Stored data entries
=== Begin Enclosure ===

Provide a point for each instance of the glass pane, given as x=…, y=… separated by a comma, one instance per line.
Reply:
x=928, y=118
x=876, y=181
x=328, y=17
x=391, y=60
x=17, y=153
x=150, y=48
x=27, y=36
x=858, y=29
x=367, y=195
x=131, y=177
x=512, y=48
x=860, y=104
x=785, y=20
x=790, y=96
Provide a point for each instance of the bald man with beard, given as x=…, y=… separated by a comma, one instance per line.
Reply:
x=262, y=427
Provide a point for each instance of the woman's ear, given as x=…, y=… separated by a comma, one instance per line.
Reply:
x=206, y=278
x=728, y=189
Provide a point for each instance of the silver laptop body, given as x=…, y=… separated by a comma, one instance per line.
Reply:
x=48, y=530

=== End Enclosure ===
=== Begin Enclosure ===

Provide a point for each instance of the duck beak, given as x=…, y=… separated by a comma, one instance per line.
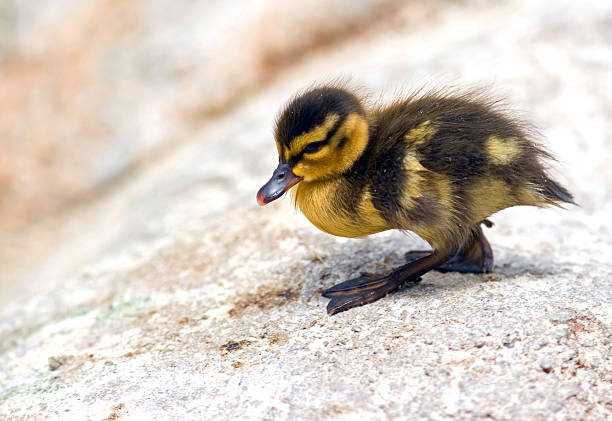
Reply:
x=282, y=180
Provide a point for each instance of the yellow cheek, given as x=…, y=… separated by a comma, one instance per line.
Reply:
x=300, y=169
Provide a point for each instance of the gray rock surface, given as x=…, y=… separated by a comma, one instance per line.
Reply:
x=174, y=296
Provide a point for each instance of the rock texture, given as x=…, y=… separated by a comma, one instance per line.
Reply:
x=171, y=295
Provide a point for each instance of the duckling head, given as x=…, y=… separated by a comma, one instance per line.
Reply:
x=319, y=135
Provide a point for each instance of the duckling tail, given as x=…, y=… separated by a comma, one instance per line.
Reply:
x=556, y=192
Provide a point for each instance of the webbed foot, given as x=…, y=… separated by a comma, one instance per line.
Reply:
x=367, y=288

=== End Enclosure ===
=== Begin Enclosure ===

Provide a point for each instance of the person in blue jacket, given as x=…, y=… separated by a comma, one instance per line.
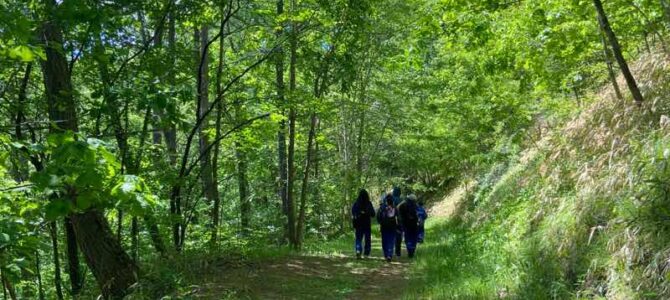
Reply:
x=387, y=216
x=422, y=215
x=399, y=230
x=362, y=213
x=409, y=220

=== End Enclosure ===

◆ DESCRIPTION OF THE TASK ◆
Where does the string "duckling" appear in the records above? Return every line that holds it.

◆ EXERCISE OUTPUT ◆
Provide a point for each instance of the duckling head, given as x=…, y=… separated by a comma, one instance per line.
Provide a point for each instance of the duckling tail, given as x=…, y=… separated by a comma, one instance per line.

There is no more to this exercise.